## Dataset rows
^^^^^^^^^^^^^^^^
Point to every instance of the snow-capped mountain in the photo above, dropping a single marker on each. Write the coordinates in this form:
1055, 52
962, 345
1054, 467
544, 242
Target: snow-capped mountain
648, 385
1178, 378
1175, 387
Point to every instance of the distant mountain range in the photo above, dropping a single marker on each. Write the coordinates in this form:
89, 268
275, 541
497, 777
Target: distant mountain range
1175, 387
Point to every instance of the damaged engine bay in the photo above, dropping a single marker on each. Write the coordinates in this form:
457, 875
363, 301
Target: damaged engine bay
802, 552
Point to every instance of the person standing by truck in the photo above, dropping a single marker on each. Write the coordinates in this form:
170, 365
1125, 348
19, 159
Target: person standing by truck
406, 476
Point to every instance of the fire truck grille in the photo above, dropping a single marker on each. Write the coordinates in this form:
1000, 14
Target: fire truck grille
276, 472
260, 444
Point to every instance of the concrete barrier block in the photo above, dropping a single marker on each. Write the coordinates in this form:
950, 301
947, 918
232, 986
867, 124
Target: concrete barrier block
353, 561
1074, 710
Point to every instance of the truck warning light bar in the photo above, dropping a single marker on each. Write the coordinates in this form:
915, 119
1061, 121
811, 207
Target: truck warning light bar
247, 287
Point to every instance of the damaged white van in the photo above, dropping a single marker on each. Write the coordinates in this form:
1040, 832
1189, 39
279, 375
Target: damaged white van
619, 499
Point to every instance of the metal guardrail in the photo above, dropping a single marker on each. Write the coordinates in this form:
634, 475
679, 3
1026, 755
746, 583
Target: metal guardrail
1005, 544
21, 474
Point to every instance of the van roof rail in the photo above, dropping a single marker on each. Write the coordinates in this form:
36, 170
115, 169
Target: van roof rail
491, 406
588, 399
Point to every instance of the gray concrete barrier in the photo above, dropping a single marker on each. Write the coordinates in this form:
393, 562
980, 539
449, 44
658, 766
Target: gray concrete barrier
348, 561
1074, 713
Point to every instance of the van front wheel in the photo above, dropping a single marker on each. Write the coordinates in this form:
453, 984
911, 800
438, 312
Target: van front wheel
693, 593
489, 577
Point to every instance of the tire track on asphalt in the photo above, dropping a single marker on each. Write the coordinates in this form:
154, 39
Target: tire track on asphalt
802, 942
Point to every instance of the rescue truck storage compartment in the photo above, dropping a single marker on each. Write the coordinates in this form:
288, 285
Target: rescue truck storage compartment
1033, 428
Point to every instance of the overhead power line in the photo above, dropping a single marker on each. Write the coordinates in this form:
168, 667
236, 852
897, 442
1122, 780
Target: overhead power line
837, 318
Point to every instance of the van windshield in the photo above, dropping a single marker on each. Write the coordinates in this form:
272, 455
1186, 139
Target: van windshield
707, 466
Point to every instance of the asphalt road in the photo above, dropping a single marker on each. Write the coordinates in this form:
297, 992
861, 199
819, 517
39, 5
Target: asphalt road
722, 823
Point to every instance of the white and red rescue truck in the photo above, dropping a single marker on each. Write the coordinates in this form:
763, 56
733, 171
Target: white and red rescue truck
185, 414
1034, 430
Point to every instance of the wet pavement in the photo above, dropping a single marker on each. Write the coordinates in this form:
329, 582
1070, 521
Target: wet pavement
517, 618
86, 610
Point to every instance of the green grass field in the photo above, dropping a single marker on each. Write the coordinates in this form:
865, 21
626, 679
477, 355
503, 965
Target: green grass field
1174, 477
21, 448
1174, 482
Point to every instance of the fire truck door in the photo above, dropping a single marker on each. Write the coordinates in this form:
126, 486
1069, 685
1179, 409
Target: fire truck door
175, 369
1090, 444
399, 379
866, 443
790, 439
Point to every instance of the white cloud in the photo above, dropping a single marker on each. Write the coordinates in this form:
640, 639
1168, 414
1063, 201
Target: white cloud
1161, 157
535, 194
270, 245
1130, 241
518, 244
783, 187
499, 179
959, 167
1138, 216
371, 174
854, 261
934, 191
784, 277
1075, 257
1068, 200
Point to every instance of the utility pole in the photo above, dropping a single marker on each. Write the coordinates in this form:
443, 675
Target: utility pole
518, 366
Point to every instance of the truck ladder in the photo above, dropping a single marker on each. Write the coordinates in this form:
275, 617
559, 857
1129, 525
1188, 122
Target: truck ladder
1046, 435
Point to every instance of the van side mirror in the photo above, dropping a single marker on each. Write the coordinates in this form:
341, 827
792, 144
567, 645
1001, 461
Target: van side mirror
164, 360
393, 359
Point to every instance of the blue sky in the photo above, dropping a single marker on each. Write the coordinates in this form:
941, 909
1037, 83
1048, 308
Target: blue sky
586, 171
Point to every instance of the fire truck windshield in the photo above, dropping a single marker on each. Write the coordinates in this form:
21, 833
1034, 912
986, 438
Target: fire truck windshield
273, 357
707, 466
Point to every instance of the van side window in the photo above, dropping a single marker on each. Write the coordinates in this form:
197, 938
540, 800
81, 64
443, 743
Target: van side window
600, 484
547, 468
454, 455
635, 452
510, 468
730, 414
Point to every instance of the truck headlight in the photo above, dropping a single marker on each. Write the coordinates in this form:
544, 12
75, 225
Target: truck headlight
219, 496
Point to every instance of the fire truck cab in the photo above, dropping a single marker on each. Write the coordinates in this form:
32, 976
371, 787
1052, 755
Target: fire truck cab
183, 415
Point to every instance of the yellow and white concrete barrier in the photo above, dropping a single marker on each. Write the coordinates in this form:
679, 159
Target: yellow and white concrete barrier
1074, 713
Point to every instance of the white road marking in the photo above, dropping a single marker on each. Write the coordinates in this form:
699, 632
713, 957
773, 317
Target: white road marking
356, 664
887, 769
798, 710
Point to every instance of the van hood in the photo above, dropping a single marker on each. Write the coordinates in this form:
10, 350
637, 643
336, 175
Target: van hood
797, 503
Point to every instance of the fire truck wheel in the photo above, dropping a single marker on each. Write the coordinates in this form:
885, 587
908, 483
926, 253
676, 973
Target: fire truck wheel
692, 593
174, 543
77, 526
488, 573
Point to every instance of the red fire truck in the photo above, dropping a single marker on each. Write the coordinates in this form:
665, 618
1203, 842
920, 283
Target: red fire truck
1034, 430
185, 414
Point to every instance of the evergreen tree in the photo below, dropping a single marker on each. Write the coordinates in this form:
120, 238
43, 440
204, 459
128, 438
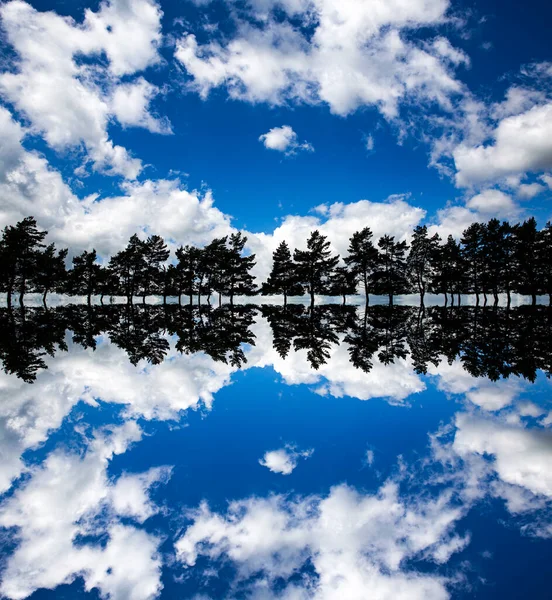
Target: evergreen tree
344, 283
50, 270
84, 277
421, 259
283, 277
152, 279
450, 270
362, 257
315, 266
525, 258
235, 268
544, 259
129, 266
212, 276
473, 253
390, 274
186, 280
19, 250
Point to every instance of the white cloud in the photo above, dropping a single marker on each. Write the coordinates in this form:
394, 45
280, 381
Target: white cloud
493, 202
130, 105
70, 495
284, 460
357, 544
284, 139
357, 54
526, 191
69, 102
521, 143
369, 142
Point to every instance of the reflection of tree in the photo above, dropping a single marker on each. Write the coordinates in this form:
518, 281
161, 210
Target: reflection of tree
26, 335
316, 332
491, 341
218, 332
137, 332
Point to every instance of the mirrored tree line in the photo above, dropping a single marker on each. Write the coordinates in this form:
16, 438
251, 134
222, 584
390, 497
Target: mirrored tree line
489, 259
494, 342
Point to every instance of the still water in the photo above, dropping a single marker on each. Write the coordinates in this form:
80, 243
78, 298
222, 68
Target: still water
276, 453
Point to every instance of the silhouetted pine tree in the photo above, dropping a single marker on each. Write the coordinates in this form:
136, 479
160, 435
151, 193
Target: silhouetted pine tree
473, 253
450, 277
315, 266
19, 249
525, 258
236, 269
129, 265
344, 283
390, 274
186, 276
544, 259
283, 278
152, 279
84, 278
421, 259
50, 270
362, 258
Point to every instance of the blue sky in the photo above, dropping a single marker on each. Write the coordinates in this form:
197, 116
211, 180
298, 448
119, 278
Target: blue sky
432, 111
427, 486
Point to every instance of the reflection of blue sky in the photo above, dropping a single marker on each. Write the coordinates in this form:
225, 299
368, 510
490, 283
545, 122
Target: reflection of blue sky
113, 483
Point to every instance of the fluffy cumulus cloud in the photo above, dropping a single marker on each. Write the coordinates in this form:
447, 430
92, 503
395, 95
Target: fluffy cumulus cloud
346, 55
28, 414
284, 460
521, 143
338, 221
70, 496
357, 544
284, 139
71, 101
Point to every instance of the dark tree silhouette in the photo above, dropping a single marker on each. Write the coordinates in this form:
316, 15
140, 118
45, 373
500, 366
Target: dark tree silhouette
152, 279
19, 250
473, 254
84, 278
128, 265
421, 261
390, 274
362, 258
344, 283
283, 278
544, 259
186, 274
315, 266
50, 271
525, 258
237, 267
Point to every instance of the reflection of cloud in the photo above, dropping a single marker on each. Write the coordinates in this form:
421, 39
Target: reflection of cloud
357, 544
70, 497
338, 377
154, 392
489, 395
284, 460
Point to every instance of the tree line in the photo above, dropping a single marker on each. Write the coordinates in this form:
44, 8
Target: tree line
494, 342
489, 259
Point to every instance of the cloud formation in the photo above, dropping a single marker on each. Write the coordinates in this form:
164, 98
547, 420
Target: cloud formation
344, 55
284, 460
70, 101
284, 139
^^^^^^^^^^^^^^^^
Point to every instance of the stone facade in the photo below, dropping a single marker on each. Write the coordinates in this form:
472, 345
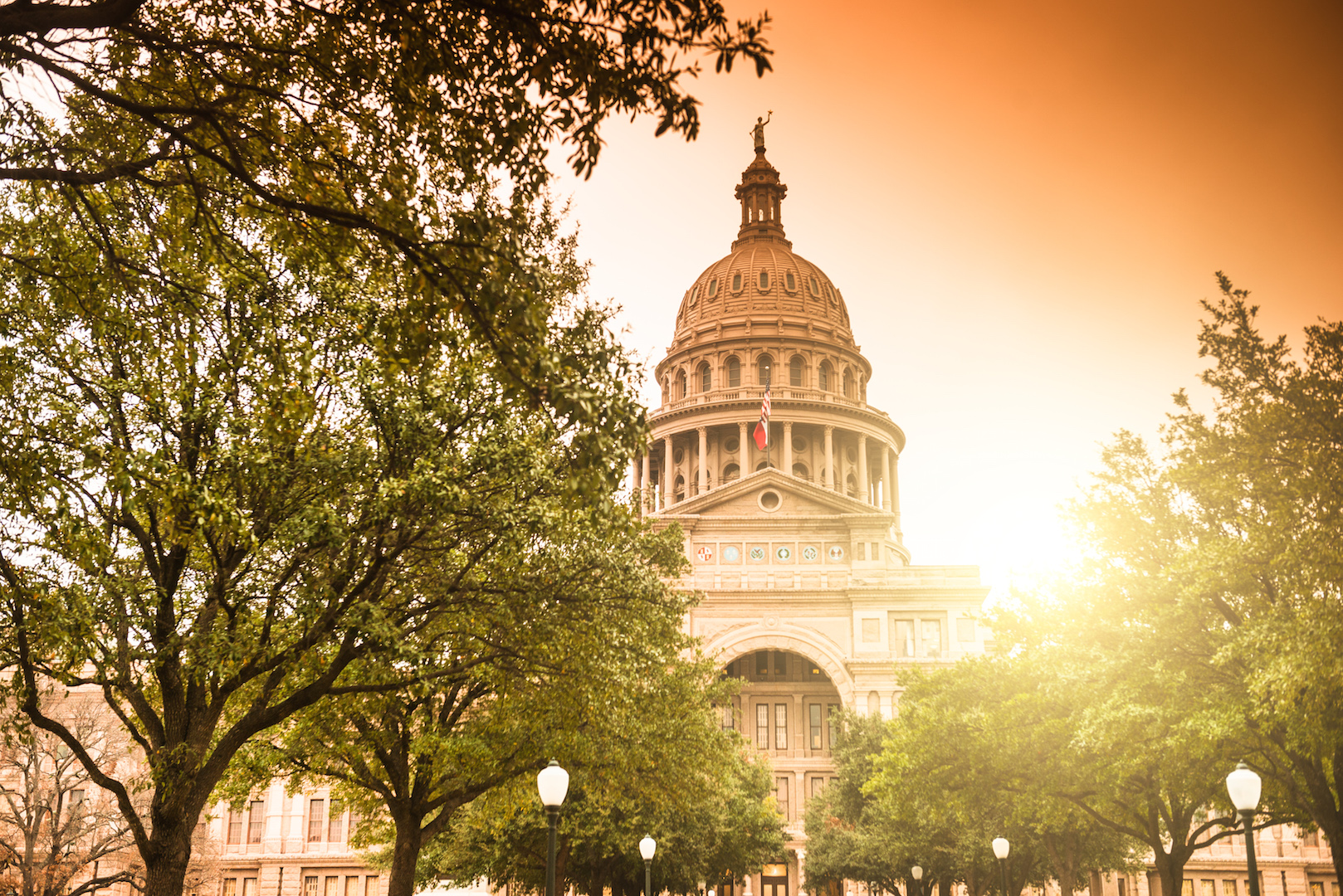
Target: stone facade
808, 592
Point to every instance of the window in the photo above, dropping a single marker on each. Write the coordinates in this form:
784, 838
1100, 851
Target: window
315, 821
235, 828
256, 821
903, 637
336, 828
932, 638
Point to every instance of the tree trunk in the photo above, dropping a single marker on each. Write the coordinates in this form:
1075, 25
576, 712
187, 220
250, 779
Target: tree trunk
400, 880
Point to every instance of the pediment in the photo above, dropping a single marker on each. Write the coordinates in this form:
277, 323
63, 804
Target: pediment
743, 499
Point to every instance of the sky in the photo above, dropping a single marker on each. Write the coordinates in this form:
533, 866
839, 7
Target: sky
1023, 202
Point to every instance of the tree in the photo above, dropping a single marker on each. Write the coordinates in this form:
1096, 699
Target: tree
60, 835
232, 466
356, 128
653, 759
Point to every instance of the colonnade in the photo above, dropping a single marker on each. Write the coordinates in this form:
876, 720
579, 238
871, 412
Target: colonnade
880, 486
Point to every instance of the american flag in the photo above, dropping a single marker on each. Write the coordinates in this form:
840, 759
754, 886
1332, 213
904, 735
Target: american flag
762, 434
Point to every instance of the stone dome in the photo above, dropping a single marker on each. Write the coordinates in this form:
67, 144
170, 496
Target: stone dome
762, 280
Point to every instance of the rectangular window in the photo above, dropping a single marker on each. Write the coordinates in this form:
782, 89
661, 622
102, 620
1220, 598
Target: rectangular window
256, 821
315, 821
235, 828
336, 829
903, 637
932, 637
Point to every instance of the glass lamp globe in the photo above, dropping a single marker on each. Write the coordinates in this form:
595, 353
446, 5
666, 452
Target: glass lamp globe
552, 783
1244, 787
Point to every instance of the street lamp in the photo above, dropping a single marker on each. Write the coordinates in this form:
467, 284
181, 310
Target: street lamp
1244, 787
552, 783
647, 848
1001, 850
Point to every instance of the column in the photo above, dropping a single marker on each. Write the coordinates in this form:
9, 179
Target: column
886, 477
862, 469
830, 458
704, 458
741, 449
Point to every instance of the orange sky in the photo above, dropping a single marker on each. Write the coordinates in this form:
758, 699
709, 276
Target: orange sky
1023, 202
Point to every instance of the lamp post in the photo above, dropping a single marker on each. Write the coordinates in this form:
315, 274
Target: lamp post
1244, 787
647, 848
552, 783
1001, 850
^^^^^^^^^^^^^^^^
How many lines of the material above contain the string "lamp"? Case counts, and the reply should be the number alone.

6